Exercise >> In the code page below, why is composite_trait_score set to 0 inside the loop over psychological constructs? Please answer in one to three sentences.

Page text >>
▬▬▬

CSV file '/home/vincent/AAA_projects/University/MSc_AI/Big Data Analysis/project2data/personality-prediction-from-text/data/training/sub_attribute_weights.csv' has been created.


In [12]:
# Create an empty dictionary to store the Composite-Trait Scores
composite_trait_scores = {}

# Calculate the Composite-Trait Scores
for psychological_construct in composite_features.keys():
    composite_trait_score = 0  # Initialize to zero for each psychological construct
    
    for researched_trait in composite_features[psychological_construct].keys():
        # Fetch Composite Feature and Sub-Attribute Weight
        composite_feature = composite_features[psychological_construct][researched_trait]['composite_feature']
        sub_attribute_weight = sub_attribute_weights[psychological_construct][researched_trait]
        
        # Calculate the component of the Composite-Trait Score related to this researched trait
        composite_trait_score += composite_feature * sub_attribute_weight
    
    # Store the Composite-Trait Score for the psychological construct
    composite_trait_scores[psychological_construct] = composite_trait_score

# Display the Composite-Trait Scores
for psychological_construct, score in composite_trait_scores.items():
    print(f"Composite-Trait Score for {psychological_construct}: {score}")

Composite-Trait Score for Sense of coherence: 14.792924999999997
Composite-Trait Score for Balance: -3.113075
Composite-Trait Score for Comprehensibility: 1.2803749999999994
Composite-Trait Score for Manageability: -6.549999999999997
Composite-Trait Score for Meaningfulness: -20.1436
Composite-Trait Score for Reflection: -20.240400000000005


In [20]:
import csv
import os

# Define the file name for the CSV
csv_file_name_comp_trait_scores = "composite_trait_scores.csv"

# Specify the target directory (same directory as the previous CSV)
target_directory = "/home/vincent/AAA_projects/MVCS/DigitalHuman/data"

# Create the full path to the CSV file
csv_file_path_comp_trait_scores = os.path.join(target_directory, csv_file_name_comp_trait_scores)

# Open the CSV file for writing
with open(csv_file_path_comp_trait_scores, mode='w', newline='') as csv_file:
    # Define the CSV writer
    csv_writer = csv.writer(csv_file)

    # Write the header row
    header = ["Psychological Construct", "Composite-Trait Score"]
    csv_writer.writerow(header)

    # Write the data rows
    for psychological_construct, score in composite_trait_scores.items():
        row = [
            psychological_construct,
            score
        ]
        csv_writer.writerow(row)

print(f"CSV file '{csv_file_path_comp_trait_scores}' has been created.")

CSV file '/home/vincent/AAA_projects/University/MSc_AI/Big Data Analysis/project2data/personality-prediction-from-text/data/training/composite_trait_scores.csv' has been created.

▬▬▬

[Saved entries]
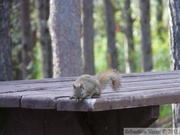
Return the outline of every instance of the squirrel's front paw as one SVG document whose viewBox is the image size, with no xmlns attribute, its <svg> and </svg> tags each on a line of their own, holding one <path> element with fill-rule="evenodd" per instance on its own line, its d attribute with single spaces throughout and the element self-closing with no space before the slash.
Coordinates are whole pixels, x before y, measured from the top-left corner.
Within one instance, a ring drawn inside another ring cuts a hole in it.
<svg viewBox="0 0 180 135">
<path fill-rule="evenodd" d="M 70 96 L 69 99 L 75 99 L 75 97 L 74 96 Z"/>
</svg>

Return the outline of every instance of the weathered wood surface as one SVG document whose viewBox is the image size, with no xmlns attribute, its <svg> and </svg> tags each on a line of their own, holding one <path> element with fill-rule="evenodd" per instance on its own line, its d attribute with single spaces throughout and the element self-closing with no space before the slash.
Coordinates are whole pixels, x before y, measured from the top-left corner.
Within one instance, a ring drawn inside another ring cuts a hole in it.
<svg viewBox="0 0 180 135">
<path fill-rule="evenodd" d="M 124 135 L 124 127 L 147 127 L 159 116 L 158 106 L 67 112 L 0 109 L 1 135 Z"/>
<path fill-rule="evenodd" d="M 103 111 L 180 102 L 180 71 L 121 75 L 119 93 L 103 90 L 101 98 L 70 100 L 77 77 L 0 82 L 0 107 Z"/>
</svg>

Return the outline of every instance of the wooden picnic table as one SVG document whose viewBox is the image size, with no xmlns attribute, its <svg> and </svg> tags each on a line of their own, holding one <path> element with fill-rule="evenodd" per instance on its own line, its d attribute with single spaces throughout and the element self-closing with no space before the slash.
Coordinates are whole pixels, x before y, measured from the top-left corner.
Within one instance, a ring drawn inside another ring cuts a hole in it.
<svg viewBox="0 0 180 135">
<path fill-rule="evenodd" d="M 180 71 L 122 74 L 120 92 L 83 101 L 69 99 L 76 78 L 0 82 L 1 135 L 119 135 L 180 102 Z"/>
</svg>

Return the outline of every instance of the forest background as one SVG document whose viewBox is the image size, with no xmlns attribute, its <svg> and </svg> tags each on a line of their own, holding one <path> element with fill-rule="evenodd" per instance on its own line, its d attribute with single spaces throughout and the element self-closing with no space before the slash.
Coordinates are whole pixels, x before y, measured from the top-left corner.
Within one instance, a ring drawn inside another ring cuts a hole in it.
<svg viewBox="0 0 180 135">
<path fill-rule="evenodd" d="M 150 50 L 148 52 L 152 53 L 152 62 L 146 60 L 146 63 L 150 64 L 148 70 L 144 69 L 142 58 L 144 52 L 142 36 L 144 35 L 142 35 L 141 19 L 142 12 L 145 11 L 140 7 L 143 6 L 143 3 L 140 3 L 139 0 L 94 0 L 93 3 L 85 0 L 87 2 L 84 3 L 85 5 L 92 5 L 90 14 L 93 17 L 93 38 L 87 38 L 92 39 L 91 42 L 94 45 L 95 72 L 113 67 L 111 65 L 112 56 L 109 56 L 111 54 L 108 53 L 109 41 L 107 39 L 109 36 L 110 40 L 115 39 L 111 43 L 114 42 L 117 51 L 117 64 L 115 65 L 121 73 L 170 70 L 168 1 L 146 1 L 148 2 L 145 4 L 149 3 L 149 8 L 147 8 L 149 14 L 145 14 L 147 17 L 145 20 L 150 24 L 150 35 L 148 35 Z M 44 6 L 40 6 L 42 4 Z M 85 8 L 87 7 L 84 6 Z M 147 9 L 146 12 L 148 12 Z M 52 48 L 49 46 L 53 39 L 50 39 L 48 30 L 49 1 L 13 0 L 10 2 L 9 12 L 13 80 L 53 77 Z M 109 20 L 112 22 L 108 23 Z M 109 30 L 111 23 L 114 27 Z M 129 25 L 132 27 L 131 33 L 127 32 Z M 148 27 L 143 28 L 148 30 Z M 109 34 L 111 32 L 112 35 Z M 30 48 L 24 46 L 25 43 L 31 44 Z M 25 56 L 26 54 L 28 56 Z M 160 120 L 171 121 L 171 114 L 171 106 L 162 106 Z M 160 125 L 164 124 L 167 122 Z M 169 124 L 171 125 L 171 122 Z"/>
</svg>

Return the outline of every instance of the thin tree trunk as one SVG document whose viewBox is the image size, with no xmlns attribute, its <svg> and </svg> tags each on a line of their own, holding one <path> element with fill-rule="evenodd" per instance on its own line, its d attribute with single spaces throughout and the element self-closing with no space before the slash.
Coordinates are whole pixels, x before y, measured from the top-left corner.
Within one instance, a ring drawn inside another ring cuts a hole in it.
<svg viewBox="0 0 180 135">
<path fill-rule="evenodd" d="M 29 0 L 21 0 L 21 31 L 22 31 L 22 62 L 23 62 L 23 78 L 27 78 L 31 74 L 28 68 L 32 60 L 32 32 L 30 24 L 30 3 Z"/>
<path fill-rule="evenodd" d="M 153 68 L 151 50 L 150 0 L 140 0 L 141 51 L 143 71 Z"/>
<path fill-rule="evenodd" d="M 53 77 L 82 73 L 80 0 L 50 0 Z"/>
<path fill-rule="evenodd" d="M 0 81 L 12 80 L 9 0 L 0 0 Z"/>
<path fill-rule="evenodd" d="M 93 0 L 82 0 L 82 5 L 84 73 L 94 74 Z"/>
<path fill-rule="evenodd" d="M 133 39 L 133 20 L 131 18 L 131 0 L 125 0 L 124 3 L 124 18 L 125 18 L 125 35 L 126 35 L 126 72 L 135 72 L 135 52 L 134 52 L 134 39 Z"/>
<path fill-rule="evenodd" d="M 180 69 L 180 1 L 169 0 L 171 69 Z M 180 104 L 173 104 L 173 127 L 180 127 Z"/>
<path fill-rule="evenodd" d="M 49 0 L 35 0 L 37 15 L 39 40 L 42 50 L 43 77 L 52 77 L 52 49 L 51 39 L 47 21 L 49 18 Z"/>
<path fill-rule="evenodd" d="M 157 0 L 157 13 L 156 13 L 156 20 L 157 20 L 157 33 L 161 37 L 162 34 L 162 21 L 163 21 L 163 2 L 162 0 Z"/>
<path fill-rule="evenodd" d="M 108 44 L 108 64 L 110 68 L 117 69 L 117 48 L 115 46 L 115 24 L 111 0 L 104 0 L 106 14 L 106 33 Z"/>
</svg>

▬▬▬

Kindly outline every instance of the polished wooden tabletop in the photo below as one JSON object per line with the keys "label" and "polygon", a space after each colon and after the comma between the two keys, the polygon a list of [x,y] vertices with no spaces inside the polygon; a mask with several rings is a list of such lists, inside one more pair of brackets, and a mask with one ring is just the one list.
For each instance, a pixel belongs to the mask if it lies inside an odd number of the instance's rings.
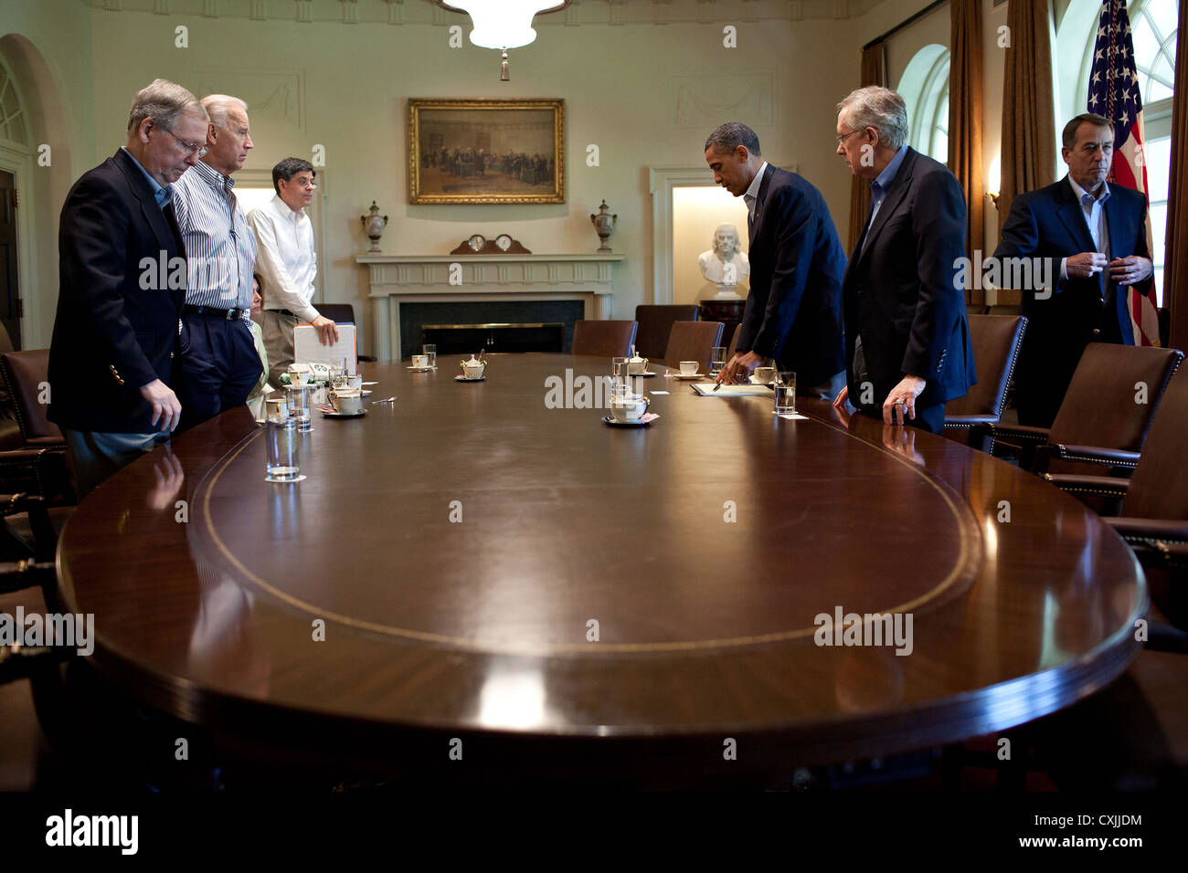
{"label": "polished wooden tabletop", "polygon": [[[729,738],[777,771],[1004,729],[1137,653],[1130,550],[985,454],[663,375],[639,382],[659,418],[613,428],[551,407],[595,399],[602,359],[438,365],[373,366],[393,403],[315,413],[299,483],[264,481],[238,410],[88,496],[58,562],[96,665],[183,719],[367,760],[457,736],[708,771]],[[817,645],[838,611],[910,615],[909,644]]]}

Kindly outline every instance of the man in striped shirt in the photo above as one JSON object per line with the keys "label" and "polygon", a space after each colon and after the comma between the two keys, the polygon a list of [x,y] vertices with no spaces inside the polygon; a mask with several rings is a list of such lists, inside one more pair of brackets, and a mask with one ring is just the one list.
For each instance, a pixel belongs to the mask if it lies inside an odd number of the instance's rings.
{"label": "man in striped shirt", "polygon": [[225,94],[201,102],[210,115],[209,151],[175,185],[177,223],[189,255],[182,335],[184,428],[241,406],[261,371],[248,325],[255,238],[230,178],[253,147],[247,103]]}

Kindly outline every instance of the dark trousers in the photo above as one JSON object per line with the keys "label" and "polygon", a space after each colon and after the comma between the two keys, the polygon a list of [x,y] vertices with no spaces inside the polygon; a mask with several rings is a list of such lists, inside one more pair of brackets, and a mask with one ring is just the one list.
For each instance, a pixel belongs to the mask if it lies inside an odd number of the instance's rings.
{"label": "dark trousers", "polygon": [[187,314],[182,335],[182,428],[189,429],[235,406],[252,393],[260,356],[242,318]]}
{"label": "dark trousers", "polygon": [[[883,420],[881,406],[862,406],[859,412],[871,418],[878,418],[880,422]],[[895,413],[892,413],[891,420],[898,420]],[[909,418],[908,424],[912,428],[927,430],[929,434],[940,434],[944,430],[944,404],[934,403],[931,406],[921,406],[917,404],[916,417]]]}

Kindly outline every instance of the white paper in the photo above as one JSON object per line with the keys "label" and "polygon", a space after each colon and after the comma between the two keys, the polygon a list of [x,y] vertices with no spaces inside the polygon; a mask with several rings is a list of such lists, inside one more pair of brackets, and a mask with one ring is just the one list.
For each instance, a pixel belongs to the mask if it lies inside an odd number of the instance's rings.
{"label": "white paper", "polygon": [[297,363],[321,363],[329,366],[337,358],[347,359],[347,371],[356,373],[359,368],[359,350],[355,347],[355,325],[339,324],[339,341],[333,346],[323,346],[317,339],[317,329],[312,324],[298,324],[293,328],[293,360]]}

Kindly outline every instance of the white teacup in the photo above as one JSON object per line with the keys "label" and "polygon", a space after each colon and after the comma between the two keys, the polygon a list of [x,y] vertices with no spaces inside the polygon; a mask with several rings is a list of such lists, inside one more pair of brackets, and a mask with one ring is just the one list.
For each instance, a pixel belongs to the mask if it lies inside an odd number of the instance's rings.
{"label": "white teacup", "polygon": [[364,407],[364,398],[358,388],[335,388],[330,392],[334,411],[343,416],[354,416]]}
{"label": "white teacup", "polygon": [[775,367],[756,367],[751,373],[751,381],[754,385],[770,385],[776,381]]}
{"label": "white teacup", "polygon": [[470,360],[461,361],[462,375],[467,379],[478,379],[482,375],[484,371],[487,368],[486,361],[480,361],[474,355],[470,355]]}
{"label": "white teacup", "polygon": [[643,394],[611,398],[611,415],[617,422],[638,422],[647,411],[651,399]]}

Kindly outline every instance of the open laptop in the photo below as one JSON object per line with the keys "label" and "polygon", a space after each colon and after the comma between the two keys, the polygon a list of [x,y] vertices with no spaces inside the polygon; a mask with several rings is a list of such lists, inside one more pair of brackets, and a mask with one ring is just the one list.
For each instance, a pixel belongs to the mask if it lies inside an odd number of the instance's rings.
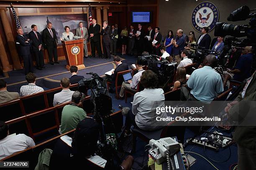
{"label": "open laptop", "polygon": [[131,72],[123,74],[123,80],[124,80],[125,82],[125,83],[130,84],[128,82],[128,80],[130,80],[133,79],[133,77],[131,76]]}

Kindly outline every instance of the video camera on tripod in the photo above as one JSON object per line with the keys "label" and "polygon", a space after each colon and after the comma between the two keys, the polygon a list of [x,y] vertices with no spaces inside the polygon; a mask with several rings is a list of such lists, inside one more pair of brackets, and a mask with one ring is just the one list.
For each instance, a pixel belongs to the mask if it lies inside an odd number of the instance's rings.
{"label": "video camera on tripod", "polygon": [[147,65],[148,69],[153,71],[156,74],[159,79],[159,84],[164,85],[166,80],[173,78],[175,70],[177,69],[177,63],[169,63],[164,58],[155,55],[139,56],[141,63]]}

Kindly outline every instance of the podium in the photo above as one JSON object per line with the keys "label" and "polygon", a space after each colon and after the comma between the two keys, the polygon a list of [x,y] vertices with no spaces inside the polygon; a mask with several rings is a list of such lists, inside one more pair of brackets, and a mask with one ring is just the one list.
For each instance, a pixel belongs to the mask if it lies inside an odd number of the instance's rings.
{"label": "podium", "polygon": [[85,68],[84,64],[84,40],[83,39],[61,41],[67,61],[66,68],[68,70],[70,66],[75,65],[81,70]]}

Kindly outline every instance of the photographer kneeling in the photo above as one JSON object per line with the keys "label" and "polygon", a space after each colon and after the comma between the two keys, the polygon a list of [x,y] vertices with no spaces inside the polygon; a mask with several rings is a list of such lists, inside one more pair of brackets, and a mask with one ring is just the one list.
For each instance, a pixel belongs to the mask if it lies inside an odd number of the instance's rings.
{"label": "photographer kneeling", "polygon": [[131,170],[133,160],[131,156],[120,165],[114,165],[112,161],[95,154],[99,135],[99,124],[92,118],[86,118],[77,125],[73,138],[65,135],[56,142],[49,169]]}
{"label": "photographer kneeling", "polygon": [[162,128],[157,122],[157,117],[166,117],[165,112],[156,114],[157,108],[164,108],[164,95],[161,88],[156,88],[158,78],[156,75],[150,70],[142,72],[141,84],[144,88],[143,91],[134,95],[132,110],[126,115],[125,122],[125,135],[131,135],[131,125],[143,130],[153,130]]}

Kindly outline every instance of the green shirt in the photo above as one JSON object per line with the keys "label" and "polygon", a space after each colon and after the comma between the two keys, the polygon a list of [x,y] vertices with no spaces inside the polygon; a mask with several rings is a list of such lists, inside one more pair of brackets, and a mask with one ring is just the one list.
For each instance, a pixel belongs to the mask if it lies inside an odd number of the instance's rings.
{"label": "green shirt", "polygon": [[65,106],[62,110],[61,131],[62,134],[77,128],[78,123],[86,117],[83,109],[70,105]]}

▬▬▬

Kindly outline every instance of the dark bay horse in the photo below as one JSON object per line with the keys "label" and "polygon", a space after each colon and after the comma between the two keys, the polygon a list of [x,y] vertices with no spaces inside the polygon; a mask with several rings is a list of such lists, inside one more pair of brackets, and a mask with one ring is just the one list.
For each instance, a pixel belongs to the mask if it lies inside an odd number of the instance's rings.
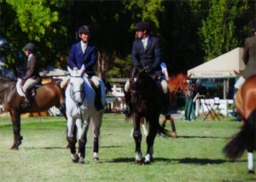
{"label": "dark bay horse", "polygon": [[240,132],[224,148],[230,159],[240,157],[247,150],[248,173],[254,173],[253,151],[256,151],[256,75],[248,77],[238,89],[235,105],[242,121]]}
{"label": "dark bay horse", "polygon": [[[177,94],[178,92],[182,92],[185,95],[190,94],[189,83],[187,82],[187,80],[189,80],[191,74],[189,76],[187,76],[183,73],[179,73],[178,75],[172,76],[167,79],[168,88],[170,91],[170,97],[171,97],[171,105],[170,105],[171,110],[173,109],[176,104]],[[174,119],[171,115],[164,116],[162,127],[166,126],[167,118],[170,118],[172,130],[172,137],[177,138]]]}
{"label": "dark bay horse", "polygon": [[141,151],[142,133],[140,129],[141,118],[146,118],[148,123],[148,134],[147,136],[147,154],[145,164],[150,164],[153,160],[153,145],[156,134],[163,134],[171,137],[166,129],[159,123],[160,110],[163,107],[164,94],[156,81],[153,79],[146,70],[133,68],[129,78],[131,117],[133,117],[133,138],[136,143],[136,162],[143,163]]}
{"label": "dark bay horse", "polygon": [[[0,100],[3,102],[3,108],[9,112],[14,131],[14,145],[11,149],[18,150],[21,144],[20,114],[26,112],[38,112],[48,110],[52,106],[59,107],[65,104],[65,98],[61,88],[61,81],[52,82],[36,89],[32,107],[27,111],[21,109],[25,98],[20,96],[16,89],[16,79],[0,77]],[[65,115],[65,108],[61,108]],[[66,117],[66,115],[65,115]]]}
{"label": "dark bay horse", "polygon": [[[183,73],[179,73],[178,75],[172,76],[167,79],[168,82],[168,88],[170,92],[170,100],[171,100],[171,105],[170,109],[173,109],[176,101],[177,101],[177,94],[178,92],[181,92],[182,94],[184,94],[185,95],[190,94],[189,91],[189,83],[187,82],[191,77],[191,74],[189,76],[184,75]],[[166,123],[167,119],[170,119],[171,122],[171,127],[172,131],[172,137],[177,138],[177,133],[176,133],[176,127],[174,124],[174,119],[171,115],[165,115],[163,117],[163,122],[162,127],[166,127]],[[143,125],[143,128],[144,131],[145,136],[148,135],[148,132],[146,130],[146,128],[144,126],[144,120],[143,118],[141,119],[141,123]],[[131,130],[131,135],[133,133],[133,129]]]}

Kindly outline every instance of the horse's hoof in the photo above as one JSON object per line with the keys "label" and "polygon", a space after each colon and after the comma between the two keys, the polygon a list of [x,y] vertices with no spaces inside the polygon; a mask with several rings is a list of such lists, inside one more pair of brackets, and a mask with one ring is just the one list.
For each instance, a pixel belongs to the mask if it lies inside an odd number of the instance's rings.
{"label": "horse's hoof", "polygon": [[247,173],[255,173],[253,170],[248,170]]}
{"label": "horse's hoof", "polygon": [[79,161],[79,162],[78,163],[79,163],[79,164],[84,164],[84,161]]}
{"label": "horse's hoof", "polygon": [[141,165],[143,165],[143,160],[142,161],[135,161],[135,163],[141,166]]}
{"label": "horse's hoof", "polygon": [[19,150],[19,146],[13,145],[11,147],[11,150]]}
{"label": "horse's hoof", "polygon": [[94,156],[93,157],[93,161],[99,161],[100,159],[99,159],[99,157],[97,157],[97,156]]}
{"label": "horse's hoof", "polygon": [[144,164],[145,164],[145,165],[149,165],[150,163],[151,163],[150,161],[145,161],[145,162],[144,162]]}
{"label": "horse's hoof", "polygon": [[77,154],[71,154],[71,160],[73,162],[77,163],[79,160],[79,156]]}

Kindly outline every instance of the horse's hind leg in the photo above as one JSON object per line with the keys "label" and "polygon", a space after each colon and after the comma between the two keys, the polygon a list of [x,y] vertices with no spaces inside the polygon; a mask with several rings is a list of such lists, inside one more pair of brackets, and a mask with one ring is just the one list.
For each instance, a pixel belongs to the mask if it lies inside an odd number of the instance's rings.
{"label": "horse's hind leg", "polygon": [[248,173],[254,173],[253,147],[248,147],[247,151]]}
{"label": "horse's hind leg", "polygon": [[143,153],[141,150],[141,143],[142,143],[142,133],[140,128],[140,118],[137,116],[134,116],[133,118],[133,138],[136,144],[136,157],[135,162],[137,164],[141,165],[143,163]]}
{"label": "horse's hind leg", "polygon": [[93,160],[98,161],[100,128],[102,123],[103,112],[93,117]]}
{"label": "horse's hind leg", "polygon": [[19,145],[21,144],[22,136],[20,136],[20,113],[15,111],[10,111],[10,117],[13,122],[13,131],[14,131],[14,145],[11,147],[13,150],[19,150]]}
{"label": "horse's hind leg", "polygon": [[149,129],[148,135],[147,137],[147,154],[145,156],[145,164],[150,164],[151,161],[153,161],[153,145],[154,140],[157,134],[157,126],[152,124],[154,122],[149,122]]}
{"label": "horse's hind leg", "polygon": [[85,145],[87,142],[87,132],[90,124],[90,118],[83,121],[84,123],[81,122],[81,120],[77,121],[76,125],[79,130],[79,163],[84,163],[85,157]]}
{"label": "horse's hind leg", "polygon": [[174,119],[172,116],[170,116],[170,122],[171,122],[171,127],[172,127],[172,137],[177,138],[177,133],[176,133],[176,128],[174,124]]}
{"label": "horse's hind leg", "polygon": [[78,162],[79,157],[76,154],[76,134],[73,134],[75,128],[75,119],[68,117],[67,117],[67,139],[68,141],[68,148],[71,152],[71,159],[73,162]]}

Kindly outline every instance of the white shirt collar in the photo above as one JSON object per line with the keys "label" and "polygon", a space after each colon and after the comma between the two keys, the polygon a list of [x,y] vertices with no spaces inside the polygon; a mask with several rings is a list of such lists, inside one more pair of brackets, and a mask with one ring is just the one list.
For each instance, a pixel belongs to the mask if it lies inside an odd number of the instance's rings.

▬▬▬

Solution below >> The comment says the value is initialized to zero for each psychological construct, so every construct's score starts fresh. The inner loop then adds up only that construct's composite features multiplied by their sub-attribute weights before the total is stored in composite_trait_scores.